Please rewrite the wood anatomy article from "WOOD IDENTIFICATION THROUGH" to "a wood craftsman.", inclusive, with "sander" changed to "hand plane".

§ TEXT SHOWN:
··········

WOOD IDENTIFICATION THROUGH WOOD ANATOMY with no more than a 10X loupe
A note about this article: this is a particularly oriented look at wood anatomy. Specifically, my concern is with anatomical features that are useful in identifying wood in an average shop that has no more equipment than a good sander and a 10X loupe. Stuff that requires a microscope is of no interest to me, although some such elements may be discussed to help in the discussion of the more macro-sized elements. My orientation throughout is that of a wood craftsman.
SO ... Botanists and wood scientists may grit their teeth at my occasional "layman-ization" of wood terms and my very brief discussion of micro constructs in wood, but botanists and wood scientists are not my audience. For example, I will say "end grain cross section" because that sounds much more natural to a woodworker than the formal term of "transverse cross section", and I will do little more than give a brief definition for terms that concern anatomical constructs that are not visible with nothing better than a 10X loupe and constructs that are ONLY visible (and meaningful) at the micro level, I'll pretty much ignore completely.

··········

§ EXCERPTED DATA:
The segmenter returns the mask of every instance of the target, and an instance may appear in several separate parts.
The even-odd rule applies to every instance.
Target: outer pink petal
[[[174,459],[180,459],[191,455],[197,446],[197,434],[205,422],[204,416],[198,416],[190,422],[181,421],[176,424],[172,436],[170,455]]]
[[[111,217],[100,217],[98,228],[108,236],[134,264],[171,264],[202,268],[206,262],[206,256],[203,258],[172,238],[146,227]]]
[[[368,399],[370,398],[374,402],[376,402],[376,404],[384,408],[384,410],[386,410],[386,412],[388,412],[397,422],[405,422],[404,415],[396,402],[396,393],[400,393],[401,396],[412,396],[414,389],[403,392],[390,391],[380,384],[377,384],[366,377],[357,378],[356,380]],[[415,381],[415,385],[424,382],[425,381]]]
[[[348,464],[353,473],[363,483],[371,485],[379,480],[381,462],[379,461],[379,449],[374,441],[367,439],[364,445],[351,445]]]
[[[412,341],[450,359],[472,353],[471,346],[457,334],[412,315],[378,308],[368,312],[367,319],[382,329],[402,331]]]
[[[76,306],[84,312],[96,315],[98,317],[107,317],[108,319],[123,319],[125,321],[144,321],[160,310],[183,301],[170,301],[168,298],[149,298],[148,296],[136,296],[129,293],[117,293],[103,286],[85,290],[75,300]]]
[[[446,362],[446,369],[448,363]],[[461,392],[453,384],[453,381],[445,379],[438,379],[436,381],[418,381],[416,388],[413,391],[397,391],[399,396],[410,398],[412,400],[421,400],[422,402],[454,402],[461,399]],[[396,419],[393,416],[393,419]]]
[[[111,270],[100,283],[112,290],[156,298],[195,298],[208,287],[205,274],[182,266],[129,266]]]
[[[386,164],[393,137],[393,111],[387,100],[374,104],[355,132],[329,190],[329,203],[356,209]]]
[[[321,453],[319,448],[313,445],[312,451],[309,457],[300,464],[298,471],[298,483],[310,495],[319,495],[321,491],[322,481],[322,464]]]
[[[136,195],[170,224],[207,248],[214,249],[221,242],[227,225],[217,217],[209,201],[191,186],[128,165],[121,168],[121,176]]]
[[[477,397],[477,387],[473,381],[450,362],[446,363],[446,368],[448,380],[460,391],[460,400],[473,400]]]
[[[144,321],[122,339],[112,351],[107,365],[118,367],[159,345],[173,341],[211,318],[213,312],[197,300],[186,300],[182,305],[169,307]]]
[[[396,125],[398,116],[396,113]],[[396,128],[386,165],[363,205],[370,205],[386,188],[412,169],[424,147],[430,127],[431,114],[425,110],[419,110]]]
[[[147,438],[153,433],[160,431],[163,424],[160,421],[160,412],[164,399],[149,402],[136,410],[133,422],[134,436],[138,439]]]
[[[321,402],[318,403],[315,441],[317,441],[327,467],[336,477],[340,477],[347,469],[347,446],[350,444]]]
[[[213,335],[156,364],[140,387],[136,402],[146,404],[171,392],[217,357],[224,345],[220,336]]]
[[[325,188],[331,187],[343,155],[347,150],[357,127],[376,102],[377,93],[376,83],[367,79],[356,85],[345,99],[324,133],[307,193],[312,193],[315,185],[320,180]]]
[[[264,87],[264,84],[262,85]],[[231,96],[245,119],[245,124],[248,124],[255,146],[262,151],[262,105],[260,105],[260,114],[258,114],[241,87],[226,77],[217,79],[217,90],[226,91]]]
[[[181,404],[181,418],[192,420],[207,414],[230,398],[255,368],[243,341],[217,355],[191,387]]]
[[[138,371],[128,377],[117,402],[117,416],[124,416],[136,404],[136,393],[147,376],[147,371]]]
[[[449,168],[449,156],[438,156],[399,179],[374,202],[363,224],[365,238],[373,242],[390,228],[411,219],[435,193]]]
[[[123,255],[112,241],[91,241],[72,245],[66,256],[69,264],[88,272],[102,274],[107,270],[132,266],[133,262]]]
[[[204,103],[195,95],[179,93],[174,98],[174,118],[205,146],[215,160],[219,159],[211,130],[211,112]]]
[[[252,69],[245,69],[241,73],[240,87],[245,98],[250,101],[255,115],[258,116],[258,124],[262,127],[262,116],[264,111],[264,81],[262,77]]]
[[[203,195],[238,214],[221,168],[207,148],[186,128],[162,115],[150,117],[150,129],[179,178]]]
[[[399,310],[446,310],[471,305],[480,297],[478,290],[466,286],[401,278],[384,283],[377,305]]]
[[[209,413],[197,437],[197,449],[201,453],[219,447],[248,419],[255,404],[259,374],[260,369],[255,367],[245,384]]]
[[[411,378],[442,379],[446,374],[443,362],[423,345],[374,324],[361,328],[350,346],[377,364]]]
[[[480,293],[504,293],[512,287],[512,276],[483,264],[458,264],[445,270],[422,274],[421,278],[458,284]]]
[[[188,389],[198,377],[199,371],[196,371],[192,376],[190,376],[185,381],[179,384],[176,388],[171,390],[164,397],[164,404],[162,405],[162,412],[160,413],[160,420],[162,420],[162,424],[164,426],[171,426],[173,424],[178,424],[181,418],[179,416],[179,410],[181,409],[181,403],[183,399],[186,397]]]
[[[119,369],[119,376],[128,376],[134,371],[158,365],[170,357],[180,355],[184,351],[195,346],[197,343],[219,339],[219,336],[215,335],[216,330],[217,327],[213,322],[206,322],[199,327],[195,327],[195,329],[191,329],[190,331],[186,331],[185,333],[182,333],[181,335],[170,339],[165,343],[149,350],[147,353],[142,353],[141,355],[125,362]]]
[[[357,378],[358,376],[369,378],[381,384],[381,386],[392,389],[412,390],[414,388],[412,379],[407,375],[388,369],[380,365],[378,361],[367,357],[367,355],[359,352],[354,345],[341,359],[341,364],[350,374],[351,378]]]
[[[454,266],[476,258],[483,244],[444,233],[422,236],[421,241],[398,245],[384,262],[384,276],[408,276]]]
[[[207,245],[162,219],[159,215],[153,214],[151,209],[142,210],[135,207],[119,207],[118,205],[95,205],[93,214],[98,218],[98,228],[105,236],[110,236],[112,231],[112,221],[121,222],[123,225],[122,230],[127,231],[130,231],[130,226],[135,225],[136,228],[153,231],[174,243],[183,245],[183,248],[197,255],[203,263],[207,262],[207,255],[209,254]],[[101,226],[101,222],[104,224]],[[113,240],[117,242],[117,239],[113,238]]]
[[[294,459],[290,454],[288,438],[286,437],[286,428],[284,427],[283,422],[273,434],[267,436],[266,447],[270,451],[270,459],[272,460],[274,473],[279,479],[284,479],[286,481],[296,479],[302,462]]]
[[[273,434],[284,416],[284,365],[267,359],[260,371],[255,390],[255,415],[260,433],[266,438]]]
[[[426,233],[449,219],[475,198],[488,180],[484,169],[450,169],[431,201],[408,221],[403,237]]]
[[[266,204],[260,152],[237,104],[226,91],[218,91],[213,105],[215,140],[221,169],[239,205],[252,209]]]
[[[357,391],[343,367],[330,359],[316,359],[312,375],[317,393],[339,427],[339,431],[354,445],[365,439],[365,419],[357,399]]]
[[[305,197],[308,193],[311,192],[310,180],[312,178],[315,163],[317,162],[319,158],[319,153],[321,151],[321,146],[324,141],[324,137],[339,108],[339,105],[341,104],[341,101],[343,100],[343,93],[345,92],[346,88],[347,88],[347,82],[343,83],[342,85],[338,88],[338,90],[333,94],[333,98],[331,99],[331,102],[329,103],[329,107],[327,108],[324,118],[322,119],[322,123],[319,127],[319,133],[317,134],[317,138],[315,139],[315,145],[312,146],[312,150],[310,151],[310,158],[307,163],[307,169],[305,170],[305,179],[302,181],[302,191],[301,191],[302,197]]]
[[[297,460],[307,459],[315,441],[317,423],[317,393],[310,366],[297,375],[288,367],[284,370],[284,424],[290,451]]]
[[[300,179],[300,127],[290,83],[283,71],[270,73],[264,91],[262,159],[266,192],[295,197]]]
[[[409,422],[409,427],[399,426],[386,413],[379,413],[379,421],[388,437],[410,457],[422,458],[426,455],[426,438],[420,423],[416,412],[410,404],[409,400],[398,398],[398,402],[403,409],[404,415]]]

··········

§ EXERCISE SOLUTION:
WOOD IDENTIFICATION THROUGH WOOD ANATOMY with no more than a 10X loupe
A note about this article: this is a particularly oriented look at wood anatomy. Specifically, my concern is with anatomical features that are useful in identifying wood in an average shop that has no more equipment than a good hand plane and a 10X loupe. Stuff that requires a microscope is of no interest to me, although some such elements may be discussed to help in the discussion of the more macro-sized elements. My orientation throughout is that of a wood craftsman.